Passage to read
================================
4 - Namespaced actors

Namespacing in Dapr provides isolation, and thus multi-tenancy. With actor namespacing, the same actor type can be deployed into different namespaces. You can call instances of these actors in the same namespace.

Creating and configuring namespaces

You can use namespaces either in self-hosted mode or on Kubernetes.

• Self-Hosted
• Kubernetes

kubectl create namespace namespace-actorA
kubectl config set-context --current --namespace=namespace-actorA

Configuring actor state stores for namespacing

Each namespaced actor deployment must use its own separate state store. While you could use different physical databases for each actor namespace, some state store components provide a way to logically separate data by table, prefix, collection, and more. This allows you to use the same physical database for multiple namespaces, as long as you provide the logical separation in the Dapr component definition.

Some examples are provided below.

Example 1: By a prefix in etcd

apiVersion: dapr.io/v1alpha1
kind: Component
metadata:
  name: statestore
spec:
  type: state.etcd
  version: v2
  metadata:
  - name: endpoints
    value: localhost:2379
  - name: keyPrefixPath
    value: namespace-actorA
  - name: actorStateStore
    value: "true"

Example 2: By table name in SQLite

apiVersion: dapr.io/v1alpha1
kind: Component
metadata:
  name: statestore
spec:
  type: state.sqlite
  version: v1
  metadata:
  - name: connectionString
    value: "data.db"
  - name: tableName
    value: "namespace-actorA"
  - name: actorStateStore
    value: "true"

Example 3: By logical database number in Redis

apiVersion: dapr.io/v1alpha1
kind: Component
metadata:
  name: statestore
spec:
  type: state.redis
  version: v1
  metadata:
  - name: redisHost
    value: localhost:6379
  - name: redisPassword
    value: ""
  - name: actorStateStore
    value: "true"
  - name: redisDB
    value: "1"
  - name: redisPassword
    secretKeyRef:
      name: redis-secret
      key:  redis-password
  - name: actorStateStore
    value: "true"
  - name: redisDB
    value: "1"
auth:
  secretStore: <SECRET_STORE_NAME>

Check your state store component specs to see what it provides.

Next steps

• Learn more about the Dapr Placement service
• Placement API reference guide

5 - Actors timers and reminders

Actors can schedule periodic work on themselves by registering either timers or reminders.

The functionality of timers and reminders is very similar. The main difference is that Dapr actor runtime is not retaining any information about timers after deactivation, while persisting the information about reminders using Dapr actor state provider.

This distinction allows users to trade off between light-weight but stateless timers vs. more resource-demanding but stateful reminders.

The scheduling configuration of timers and reminders is identical, as summarized below:

dueTime is an optional parameter that sets time at which or time interval before the callback is invoked for the first time. If dueTime is omitted, the callback is invoked immediately after timer/reminder registration.
================================
Rows
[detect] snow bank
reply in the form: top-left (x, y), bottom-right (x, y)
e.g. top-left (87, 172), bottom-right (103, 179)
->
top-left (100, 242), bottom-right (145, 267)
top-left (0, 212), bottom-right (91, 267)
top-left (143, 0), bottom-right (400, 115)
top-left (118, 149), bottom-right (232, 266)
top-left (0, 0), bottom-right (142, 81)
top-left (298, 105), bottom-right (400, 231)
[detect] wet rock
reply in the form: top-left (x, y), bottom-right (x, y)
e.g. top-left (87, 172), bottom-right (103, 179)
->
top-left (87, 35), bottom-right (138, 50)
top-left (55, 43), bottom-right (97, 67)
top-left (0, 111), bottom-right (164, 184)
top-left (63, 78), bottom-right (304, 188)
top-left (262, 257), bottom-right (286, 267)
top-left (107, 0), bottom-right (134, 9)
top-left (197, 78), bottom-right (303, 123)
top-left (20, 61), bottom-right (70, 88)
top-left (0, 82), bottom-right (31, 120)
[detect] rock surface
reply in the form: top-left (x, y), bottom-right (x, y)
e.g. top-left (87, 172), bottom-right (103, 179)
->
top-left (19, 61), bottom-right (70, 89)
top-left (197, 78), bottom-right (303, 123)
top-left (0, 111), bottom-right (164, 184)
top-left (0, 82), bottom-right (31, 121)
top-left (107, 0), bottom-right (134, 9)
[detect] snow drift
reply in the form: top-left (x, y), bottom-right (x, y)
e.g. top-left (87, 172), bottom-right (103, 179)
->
================================
Set tasks
**a.** Please explain, in one to three sentences and using the reason the Dapr actors passage gives, how several actor namespaces can share the same physical database.
**b.** Write the next part of the Dapr actors passage, picking up after its description of dueTime.

Exercise responses
**a.** Some state store components can logically separate data by table, prefix, collection, and similar means. Because of this, one physical database can serve multiple namespaces, provided the logical separation is specified in the Dapr component definition. Each namespaced actor deployment still uses its own separate state store.

**b.**
Supported formats:

• RFC3339 date format, e.g. 2020-10-02T15:00:00Z
• time.Duration format, e.g. 2h30m
• ISO 8601 duration format, e.g. PT2H30M

period is an optional parameter that sets time interval between two consecutive callback invocations. When specified in ISO 8601-1 duration format, you can also configure the number of repetition in order to limit the total number of callback invocations. If period is omitted, the callback will be invoked only once.

Supported formats:

• time.Duration format, e.g. 2h30m
• ISO 8601 duration format, e.g. PT2H30M, R5/PT1M30S

ttl is an optional parameter that sets time at which or time interval after which the timer/reminder will be expired and deleted. If ttl is omitted, no restrictions are applied.

Supported formats:

• RFC3339 date format, e.g. 2020-10-02T15:00:00Z
• time.Duration format, e.g. 2h30m
• ISO 8601 duration format. Example: PT2H30M

The actor runtime validates correctness of the scheduling configuration and returns error on invalid input.

When you specify both the number of repetitions in period as well as ttl, the timer/reminder will be stopped when either condition is met.

Actor timers

You can register a callback on actor to be executed based on a timer.

The Dapr actor runtime ensures that the callback methods respect the turn-based concurrency guarantees. This means that no other actor methods or timer/reminder callbacks will be in progress until this callback completes execution.

The Dapr actor runtime saves changes made to the actor’s state when the callback finishes. If an error occurs in saving the state, that actor object is deactivated and a new instance will be activated.

All timers are stopped when the actor is deactivated as part of garbage collection. No timer callbacks are invoked after that. Also, the Dapr actor runtime does not retain any information about the timers that were running before deactivation. It is up to the actor to register any timers that it needs when it is reactivated in the future.

You can create a timer for an actor by calling the HTTP/gRPC request to Dapr as shown below, or via Dapr SDK.

POST/PUT http://localhost:3500/v1.0/actors/<actorType>/<actorId>/timers/<name>

Examples

The timer parameters are specified in the request body.

The following request body configures a timer with a dueTime of 9 seconds and a period of 3 seconds. This means it will first fire after 9 seconds, then every 3 seconds after that.

{
  "dueTime":"0h0m9s0ms",
  "period":"0h0m3s0ms"
}

The following request body configures a timer with a period of 3 seconds (in ISO 8601 duration format). It also limits the number of invocations to 10. This means it will fire 10 times: first, immediately after registration, then every 3 seconds after that.

{
  "period":"R10/PT3S",
}

The following request body configures a timer with a period of 3 seconds (in ISO 8601 duration format) and a ttl of 20 seconds. This means it fires immediately after registration, then every 3 seconds after that for the duration of 20 seconds.

{
  "period":"PT3S",
  "ttl":"20s"
}

The following request body configures a timer with a dueTime of 10 seconds, a period of 3 seconds, and a ttl of 10 seconds. It also limits the number of invocations to 4. This means it will first fire after 10 seconds, then every 3 seconds after that for the duration of 10 seconds, but no more than 4 times in total.

{
  "dueTime":"10s",
  "period":"R4/PT3S",
  "ttl":"10s"
}

You can remove the actor timer by calling

DELETE http://localhost:3500/v1.0/actors/<actorType>/<actorId>/timers/<name>

Refer api spec for more details.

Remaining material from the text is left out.